# Problem requirements:
Give again, word for word, only the lines of the material below from its first line through the one that holds "Target: flower petal"; pictures stay out.

== Segment start ==

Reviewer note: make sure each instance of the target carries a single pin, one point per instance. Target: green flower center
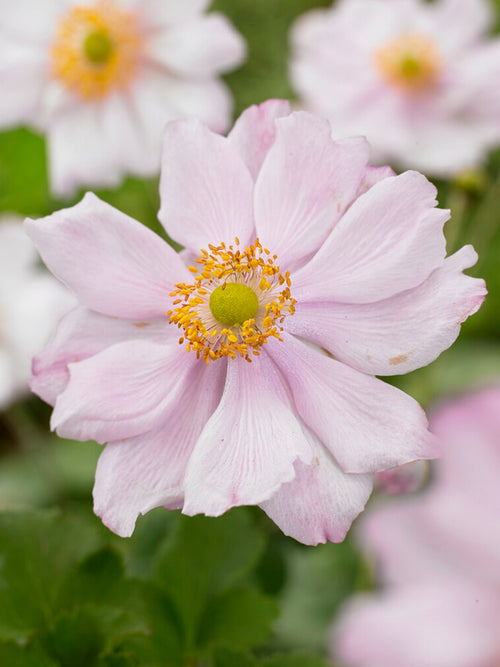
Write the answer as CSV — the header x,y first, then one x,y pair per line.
x,y
233,303
98,47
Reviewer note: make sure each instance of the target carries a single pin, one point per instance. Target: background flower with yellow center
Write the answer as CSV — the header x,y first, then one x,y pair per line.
x,y
363,289
101,79
417,78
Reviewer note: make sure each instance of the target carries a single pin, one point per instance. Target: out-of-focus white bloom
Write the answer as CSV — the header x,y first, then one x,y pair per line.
x,y
31,302
419,79
102,78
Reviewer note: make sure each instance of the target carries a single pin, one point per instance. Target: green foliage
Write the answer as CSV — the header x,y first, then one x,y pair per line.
x,y
66,594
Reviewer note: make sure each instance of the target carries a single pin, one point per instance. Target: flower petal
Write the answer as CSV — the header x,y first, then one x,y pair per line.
x,y
133,476
401,333
81,334
306,182
114,264
388,241
320,504
366,424
198,48
122,391
249,445
206,190
255,130
439,623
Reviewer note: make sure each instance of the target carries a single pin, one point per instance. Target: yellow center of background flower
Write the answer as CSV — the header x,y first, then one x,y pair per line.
x,y
410,63
96,49
237,301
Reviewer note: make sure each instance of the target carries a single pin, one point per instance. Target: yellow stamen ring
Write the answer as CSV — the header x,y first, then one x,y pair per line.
x,y
411,63
237,301
96,49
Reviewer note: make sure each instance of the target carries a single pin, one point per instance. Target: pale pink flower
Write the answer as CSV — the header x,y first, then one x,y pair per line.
x,y
102,77
362,288
419,79
438,556
31,303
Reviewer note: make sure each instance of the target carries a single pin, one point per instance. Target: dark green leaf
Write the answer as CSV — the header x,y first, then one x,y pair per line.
x,y
240,618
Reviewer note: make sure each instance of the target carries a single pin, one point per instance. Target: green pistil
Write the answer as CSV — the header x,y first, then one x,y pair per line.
x,y
98,47
233,303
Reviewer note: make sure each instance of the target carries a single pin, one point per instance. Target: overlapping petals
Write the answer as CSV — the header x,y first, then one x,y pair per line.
x,y
301,429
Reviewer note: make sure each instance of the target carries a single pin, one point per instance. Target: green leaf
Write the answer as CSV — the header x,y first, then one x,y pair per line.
x,y
206,557
294,660
224,657
76,639
36,551
240,618
320,578
23,173
13,655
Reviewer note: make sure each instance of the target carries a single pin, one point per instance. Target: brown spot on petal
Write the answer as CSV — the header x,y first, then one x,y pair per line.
x,y
394,361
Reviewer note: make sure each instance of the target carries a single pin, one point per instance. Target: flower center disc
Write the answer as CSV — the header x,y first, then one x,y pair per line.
x,y
236,303
96,49
410,63
233,304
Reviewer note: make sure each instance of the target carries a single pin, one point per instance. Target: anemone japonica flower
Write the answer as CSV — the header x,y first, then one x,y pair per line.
x,y
242,370
419,79
102,77
437,556
31,302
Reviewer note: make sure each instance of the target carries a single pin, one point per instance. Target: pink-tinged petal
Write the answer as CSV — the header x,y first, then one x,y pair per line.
x,y
114,264
198,48
389,240
433,624
255,130
458,25
321,503
22,79
133,476
122,391
366,424
372,175
249,445
306,182
206,189
408,547
81,334
401,333
156,13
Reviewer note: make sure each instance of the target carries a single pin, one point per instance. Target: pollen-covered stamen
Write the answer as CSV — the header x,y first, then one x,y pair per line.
x,y
411,62
96,49
238,300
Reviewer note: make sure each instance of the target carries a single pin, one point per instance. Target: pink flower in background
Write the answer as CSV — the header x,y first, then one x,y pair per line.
x,y
31,303
316,268
419,79
101,78
438,555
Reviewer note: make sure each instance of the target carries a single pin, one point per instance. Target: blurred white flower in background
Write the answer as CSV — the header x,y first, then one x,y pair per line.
x,y
419,79
31,303
102,78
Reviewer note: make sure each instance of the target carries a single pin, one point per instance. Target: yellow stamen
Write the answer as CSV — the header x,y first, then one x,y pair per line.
x,y
211,324
411,63
96,49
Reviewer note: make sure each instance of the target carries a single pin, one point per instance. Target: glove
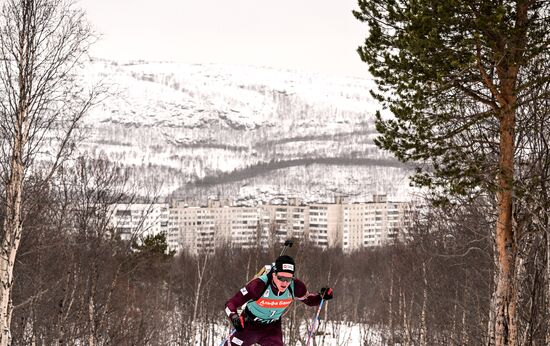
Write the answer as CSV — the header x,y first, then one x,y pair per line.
x,y
237,322
326,293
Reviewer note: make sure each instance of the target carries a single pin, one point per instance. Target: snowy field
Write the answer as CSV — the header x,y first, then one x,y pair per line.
x,y
328,334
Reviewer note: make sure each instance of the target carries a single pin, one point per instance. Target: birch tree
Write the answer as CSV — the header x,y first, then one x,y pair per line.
x,y
454,75
41,44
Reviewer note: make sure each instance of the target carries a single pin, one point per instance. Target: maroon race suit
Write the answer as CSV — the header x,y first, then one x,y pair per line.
x,y
265,334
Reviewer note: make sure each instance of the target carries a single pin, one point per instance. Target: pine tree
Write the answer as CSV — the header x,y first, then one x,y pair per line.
x,y
454,74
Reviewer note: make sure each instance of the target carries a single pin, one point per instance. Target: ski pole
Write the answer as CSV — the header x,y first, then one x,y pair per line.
x,y
314,322
226,340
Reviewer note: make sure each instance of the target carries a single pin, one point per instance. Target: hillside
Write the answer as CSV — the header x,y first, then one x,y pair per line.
x,y
200,130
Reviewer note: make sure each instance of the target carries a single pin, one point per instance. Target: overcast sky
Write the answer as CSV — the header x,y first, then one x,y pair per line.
x,y
305,35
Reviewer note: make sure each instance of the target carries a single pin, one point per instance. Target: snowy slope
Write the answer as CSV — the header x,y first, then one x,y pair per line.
x,y
214,128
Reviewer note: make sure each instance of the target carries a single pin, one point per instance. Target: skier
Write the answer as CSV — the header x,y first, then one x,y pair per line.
x,y
267,298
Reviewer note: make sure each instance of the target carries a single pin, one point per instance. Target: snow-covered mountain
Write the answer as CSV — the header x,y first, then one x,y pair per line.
x,y
200,130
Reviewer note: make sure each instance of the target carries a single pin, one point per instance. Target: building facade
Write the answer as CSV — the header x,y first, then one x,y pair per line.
x,y
349,226
137,220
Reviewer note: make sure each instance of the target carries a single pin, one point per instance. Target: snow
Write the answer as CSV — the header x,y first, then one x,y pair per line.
x,y
179,123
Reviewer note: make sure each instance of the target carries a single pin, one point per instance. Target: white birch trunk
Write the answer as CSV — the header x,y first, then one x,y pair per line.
x,y
423,326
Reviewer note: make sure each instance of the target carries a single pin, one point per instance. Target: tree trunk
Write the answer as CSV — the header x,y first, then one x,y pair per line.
x,y
547,236
423,325
12,224
506,295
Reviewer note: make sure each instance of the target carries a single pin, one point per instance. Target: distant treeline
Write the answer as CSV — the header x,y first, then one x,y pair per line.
x,y
266,167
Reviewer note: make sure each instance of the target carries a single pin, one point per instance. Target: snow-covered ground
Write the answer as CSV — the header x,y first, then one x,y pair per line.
x,y
327,334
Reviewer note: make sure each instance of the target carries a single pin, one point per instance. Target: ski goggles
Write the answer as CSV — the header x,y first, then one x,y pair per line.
x,y
285,278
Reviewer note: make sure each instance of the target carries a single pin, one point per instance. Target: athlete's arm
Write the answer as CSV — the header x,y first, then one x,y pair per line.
x,y
252,291
302,294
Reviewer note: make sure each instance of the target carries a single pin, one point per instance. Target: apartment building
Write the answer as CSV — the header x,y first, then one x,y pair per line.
x,y
199,229
374,224
138,220
202,229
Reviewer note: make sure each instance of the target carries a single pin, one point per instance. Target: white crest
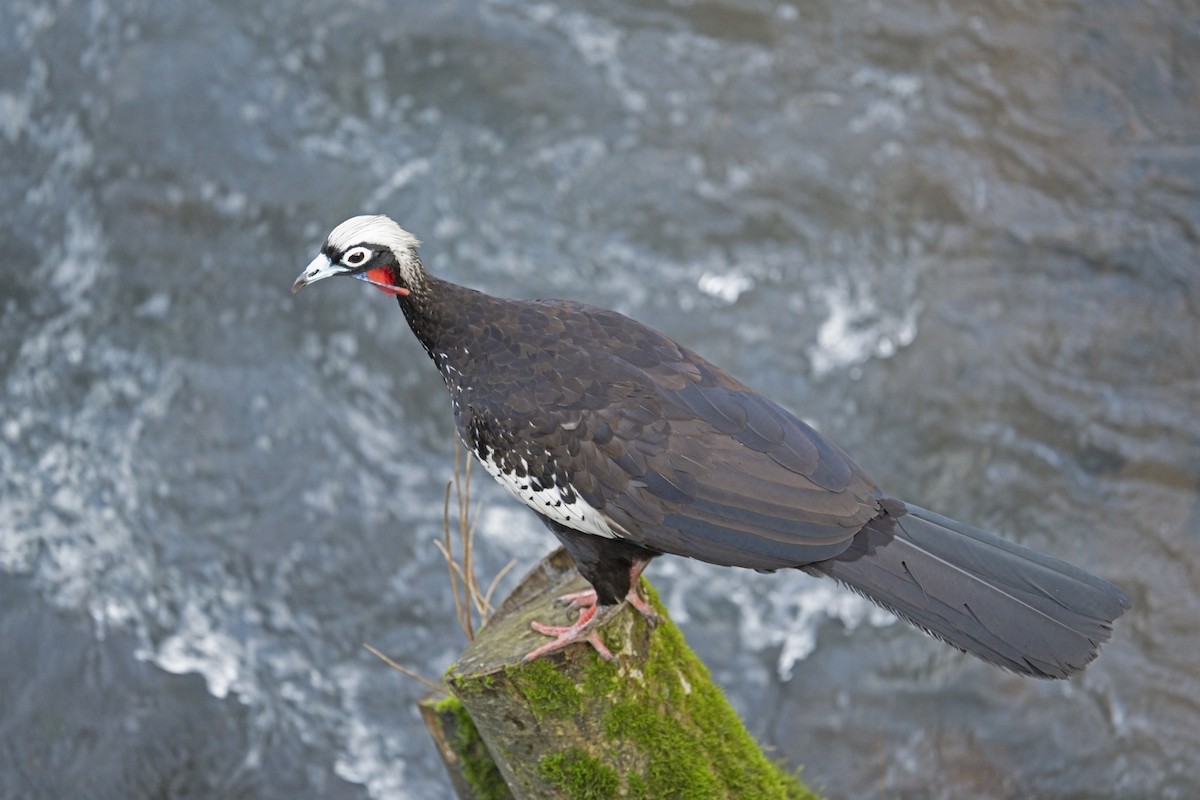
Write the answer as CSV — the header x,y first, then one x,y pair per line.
x,y
381,232
372,229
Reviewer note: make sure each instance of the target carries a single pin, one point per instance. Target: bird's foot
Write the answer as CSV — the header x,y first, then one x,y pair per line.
x,y
587,599
585,629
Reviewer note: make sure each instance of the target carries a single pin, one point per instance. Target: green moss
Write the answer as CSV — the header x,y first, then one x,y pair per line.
x,y
694,743
478,768
579,775
551,695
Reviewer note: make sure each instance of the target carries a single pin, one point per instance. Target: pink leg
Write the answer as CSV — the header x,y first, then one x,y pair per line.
x,y
585,629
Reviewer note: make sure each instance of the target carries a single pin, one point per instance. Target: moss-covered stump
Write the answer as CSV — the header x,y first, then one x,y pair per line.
x,y
574,726
473,774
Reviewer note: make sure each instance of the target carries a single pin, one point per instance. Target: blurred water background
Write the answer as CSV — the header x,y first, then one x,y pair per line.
x,y
963,239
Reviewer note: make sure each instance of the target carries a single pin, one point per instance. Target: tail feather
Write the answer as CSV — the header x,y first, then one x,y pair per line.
x,y
996,600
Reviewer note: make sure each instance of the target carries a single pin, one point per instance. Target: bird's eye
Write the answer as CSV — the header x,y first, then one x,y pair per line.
x,y
357,257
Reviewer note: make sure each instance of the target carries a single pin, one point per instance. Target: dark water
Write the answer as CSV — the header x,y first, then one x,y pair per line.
x,y
964,239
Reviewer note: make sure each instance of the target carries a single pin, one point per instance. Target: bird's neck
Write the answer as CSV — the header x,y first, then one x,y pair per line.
x,y
441,314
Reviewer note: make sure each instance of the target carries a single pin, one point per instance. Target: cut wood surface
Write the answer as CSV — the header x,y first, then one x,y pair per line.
x,y
571,725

== Segment end ==

# Solution to the exercise:
Reviewer note: make sure each instance of the target carries a single pin, one point per instance. Target: green flower center
Write the answer as CSV — the header x,y first, then one x,y pair per line.
x,y
233,303
98,47
Reviewer note: make sure each instance of the target carries a single pin, one point per instance. Target: background flower with yellow center
Write the answer as CSV — the header x,y first, then one x,y pair per line.
x,y
363,289
101,79
417,78
Reviewer note: make sure each instance of the target carries a single pin, one point per instance. Target: out-of-focus white bloom
Write the answer as CSV — the header x,y first, then one x,y pair per line.
x,y
31,302
419,79
102,78
Reviewer note: make sure each instance of the target carries a single pin, one point per instance. Target: green foliage
Write the answer as CSV — the header x,y first, then one x,y pair per line.
x,y
66,594
Reviewer note: make sure each instance of the target carries a single pin, one point per instance. Target: flower petal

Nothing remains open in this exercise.